**MATERIAL TO PROCESS:**
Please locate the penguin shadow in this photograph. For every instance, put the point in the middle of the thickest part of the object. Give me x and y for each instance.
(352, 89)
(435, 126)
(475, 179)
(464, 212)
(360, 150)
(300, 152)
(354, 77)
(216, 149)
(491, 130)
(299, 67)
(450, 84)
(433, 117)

**YOUR TASK:** Reproduce all of the records exactly.

**RESPONSE:**
Please locate the penguin shadow in this photograph. For every instance, put the point in the middle of the thickest part of the object. Give me x and y for each instance.
(352, 89)
(435, 126)
(475, 179)
(464, 212)
(360, 150)
(300, 152)
(354, 77)
(216, 149)
(491, 130)
(299, 67)
(450, 84)
(433, 117)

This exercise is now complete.